What you will do
For this exercise, return only the lines in the records below from the one holding "Category: light gray background" through the one holding "Category: fan palm tree", including both, exactly as they appear and without pictures.

Extracted material
Segment Open

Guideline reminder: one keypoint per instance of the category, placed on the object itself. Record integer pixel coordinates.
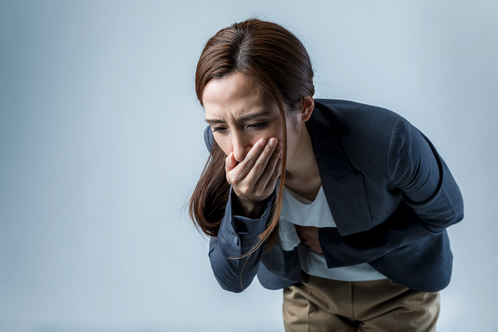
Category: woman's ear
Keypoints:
(308, 106)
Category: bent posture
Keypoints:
(343, 205)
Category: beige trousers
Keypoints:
(322, 305)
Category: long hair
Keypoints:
(281, 65)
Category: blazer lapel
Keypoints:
(342, 184)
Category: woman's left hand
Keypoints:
(309, 236)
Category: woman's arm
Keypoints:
(432, 202)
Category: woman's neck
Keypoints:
(302, 175)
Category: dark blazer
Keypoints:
(390, 193)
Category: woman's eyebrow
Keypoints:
(242, 118)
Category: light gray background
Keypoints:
(101, 145)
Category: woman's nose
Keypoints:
(240, 148)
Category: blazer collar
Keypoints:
(342, 184)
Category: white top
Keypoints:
(297, 210)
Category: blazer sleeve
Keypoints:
(431, 202)
(237, 235)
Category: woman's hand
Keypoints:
(309, 236)
(254, 178)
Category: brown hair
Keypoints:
(280, 63)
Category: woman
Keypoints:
(343, 205)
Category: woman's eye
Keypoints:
(259, 125)
(218, 129)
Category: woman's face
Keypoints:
(240, 113)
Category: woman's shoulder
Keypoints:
(349, 118)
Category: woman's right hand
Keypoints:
(254, 178)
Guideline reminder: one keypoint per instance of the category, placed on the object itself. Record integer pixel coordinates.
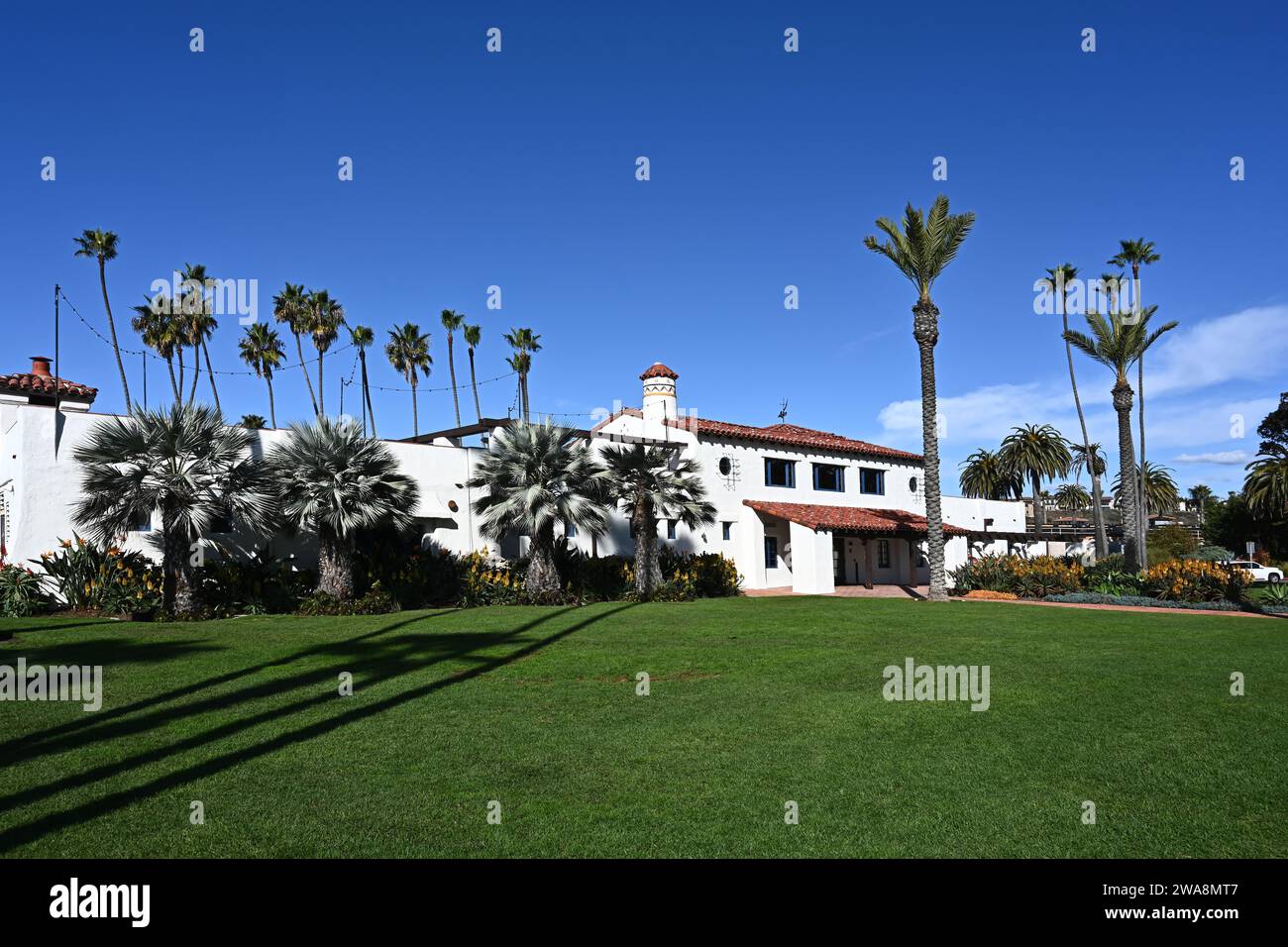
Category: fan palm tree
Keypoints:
(1037, 453)
(647, 484)
(326, 316)
(158, 328)
(537, 475)
(524, 342)
(1136, 254)
(407, 351)
(291, 308)
(331, 482)
(1059, 281)
(362, 338)
(1072, 496)
(986, 476)
(1117, 342)
(1266, 483)
(201, 318)
(919, 249)
(1199, 495)
(102, 247)
(1160, 492)
(183, 462)
(473, 337)
(452, 321)
(262, 351)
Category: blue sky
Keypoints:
(518, 169)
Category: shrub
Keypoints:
(1196, 579)
(1144, 602)
(108, 579)
(375, 602)
(22, 591)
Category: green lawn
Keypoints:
(754, 702)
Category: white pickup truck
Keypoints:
(1260, 574)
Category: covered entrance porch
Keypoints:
(831, 548)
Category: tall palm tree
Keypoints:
(407, 351)
(1072, 496)
(326, 316)
(1199, 495)
(647, 484)
(362, 338)
(1059, 279)
(331, 482)
(473, 337)
(156, 326)
(1117, 343)
(1160, 492)
(524, 343)
(262, 351)
(919, 249)
(452, 321)
(102, 247)
(536, 475)
(291, 307)
(986, 476)
(1266, 483)
(1136, 254)
(201, 318)
(183, 462)
(1035, 451)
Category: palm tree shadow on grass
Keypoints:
(188, 689)
(85, 812)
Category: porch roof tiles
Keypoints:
(858, 519)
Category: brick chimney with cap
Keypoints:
(660, 402)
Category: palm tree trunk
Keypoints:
(925, 330)
(415, 411)
(451, 368)
(476, 386)
(111, 328)
(321, 389)
(541, 582)
(366, 390)
(174, 385)
(196, 373)
(308, 380)
(210, 372)
(1098, 514)
(1126, 470)
(335, 567)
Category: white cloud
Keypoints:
(1214, 458)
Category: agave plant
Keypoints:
(647, 484)
(183, 462)
(537, 475)
(331, 482)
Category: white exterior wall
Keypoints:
(40, 488)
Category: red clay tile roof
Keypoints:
(27, 382)
(657, 369)
(786, 434)
(848, 518)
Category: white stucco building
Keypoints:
(797, 508)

Segment Closed

Result for this task
Category: light gray background
Keypoints:
(101, 145)
Category: woman's nose
Keypoints:
(240, 148)
Category: blazer collar
Keypoints:
(342, 184)
Category: white top
Keypoints:
(297, 210)
Category: blazer sleeve
Keypoints:
(431, 202)
(237, 235)
Category: woman's hand
Keypoints:
(309, 236)
(254, 178)
Category: brown hair
Keypoints:
(280, 63)
Category: woman
Keypoints:
(343, 205)
Category: woman's eye
Keypoints:
(259, 125)
(218, 129)
Category: woman's face
Keypoints:
(240, 113)
Category: woman's shoulder
Keypoints:
(349, 118)
Category: woman's right hand
Keypoints:
(254, 178)
Guideline reminder: one keypoint per instance of the category, placed on the object itself. Record integer pixel coordinates.
Category: fan palm tree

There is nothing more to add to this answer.